[Dataset items]
○ ○ ○ ○
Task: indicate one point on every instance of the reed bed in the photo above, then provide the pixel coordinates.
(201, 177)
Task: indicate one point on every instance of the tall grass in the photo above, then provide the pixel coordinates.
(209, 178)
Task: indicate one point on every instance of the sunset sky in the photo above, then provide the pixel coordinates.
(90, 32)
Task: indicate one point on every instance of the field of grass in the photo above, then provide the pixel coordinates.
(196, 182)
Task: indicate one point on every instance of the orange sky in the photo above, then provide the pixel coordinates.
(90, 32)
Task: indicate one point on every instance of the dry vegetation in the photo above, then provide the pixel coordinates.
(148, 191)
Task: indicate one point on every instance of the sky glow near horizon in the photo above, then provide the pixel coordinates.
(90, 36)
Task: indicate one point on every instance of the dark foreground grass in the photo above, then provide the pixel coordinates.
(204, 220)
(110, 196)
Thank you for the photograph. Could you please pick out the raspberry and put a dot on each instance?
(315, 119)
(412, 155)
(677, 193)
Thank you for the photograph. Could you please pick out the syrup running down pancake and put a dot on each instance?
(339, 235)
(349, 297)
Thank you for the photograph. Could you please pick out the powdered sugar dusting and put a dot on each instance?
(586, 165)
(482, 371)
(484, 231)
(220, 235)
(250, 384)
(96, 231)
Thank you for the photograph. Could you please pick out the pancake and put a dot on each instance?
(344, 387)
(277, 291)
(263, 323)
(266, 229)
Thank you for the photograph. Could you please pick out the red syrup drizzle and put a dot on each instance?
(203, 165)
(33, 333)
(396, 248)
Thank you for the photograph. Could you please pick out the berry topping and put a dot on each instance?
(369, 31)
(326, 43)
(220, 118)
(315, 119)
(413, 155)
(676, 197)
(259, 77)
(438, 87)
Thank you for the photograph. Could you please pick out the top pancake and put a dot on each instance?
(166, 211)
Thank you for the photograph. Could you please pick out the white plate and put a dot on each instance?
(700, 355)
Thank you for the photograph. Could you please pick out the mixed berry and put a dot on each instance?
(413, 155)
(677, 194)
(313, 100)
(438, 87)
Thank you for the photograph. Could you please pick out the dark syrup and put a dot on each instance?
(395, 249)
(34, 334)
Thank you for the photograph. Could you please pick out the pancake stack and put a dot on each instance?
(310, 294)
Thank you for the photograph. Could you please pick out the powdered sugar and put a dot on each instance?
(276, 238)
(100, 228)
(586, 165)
○ ○ ○ ○
Exercise aim>
Repeat every entry exactly. Nothing may be dropped.

Your response>
Task: indicate one point on every instance of the reed bed in the photo above, then provide the pixel coordinates.
(201, 177)
Task: indicate one point on every instance of the tall grass in the photo above, then provide the pixel coordinates.
(209, 178)
Task: indicate one point on every instance of the sunset sky in the photo above, then provide the pixel coordinates.
(90, 32)
Task: indicate one point on every instance of the field of grass in the photo above, then provide the pixel coordinates.
(196, 182)
Task: indicate one point on every instance of the orange sky in the photo above, then provide the pixel coordinates.
(90, 32)
Task: indicate one point on every instance of the dry vegetation in the photo above, then provide the pixel coordinates.
(148, 191)
Task: indicate one point on every instance of the sky glow near horizon in the photo above, then provide the pixel coordinates.
(90, 36)
Task: indicate one point on every instance of the dark foreground grass in the photo above, then provide the pixel coordinates.
(204, 220)
(110, 196)
Thank you for the photograph. Could you please pick out the raspberry and put a dot on each instance?
(315, 119)
(412, 155)
(677, 193)
Thank you for the photograph. Could you please pick out the syrup running down pancake and put a dot on each instance?
(339, 235)
(349, 297)
Thank you for the photograph. Could you please pick out the powdered sugar dusting and put a dot on each instance?
(586, 165)
(482, 371)
(484, 231)
(220, 235)
(250, 384)
(96, 231)
Thank you for the photograph. Could you please pick out the pancake and put a dot on each instance?
(344, 387)
(277, 291)
(263, 323)
(266, 229)
Thank you for the photograph. Could you please pick out the red syrup drizzle and put a dot on each instance?
(203, 165)
(33, 333)
(396, 248)
Thank you for the photograph. Could you please pick out the berry topping and put a dot on each instance?
(369, 31)
(326, 43)
(220, 118)
(315, 119)
(413, 155)
(676, 197)
(259, 77)
(438, 87)
Thank you for the photograph. Could you please pick out the top pancake and put a dot on each instance?
(166, 211)
Thank you for the photograph. Could you please pick out the white plate and put a dot on each instance?
(700, 355)
Thank you for the photograph. Could you please pick out the mixed berry and put a dot on each instance?
(413, 155)
(677, 194)
(313, 100)
(438, 87)
Thank you for the photograph. Could you please pick out the dark syrup and put a dot on each instance?
(395, 249)
(34, 334)
Thank you for the photograph. Could you please pick out the pancake stack and put a dot on each instance?
(310, 294)
Thank you for the photograph. Could you please pick out the powdered sugar and put a dot on each instance?
(276, 238)
(100, 228)
(586, 165)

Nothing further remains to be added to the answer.